→ **Brief**
Reproduce all of the lines below, requests included, and rescale every x and y coordinate in the answers by a factor of 1.05, rounding each result to the nearest whole number with halves rounded up.
^^^^
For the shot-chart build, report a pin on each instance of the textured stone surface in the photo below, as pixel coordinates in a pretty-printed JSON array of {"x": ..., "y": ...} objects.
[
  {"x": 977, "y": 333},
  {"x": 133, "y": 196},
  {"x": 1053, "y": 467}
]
^^^^
→ **Answer to this exercise**
For the shot-chart build, report a pin on each instance of the textured stone surface in the photo below, as pixel coordinates in a pretty-printed JSON array of {"x": ..., "y": ...} objects.
[
  {"x": 1026, "y": 350},
  {"x": 140, "y": 206},
  {"x": 1106, "y": 490}
]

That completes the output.